• [Work to do]
Print everything from "Watch ‘Seal Skinners’" down to "cartoons in color." in the cartoon reviews below, word for word.

• [Selected excerpt]
- - -
Somehow, both the captain and the kids, his arch rival Long John Silver and an unknown Eskimo are at the North Pole, waiting for the escaped animal. At one point Long John Silver dresses as a seal himself. When the captain and the kids discover the scam, they roll him into a barrel and shake him like a cocktail. This is arguably the best gag in an otherwise remarkably unfunny cartoon, which ends with no conclusion.
‘Seal Skinners’ features some excellent animation, and Scott Bradley’s score is pretty inspired, but these aspects cannot save the cartoon, which suffers from lack of inner logic, and an absence of appealing characters.
Watch ‘Seal Skinners’ yourself and tell me what you think:
‘Seal Skinners’ is available on the DVD-set ‘Looney Tunes Golden Collection Volume Six’
Director: Friz Freleng
Release Date: December 17, 1938
Stars: The Captain and the Kids
Rating: ★★½
Review:
‘The Captain’s Christmas’ is the first of only two ‘Captain and the Kids’ cartoons in color.
Color definitely adds some charm to the series, as does the presence of the foe Long John Silver and his three helpers, and the result is one of the better ‘Captain and the Kids’ cartoons.
Watching the captain playing Santa, Long John Silver decides to steal the captain’s act, and, dressed as Santa, descends down the chimney. He plays his part jollily alright, but also very violently, destroying all the kids’ toys. In an all too typical 1930s morale, the villain is reprimanded by his own younger self.
- - -
• [Provided material]
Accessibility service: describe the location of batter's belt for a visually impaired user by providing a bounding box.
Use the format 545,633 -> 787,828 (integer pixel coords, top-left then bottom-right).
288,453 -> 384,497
- - -
• [Response to the exercise]
Watch ‘Seal Skinners’ yourself and tell me what you think:
‘Seal Skinners’ is available on the DVD-set ‘Looney Tunes Golden Collection Volume Six’
Director: Friz Freleng
Release Date: December 17, 1938
Stars: The Captain and the Kids
Rating: ★★½
Review:
‘The Captain’s Christmas’ is the first of only two ‘Captain and the Kids’ cartoons in color.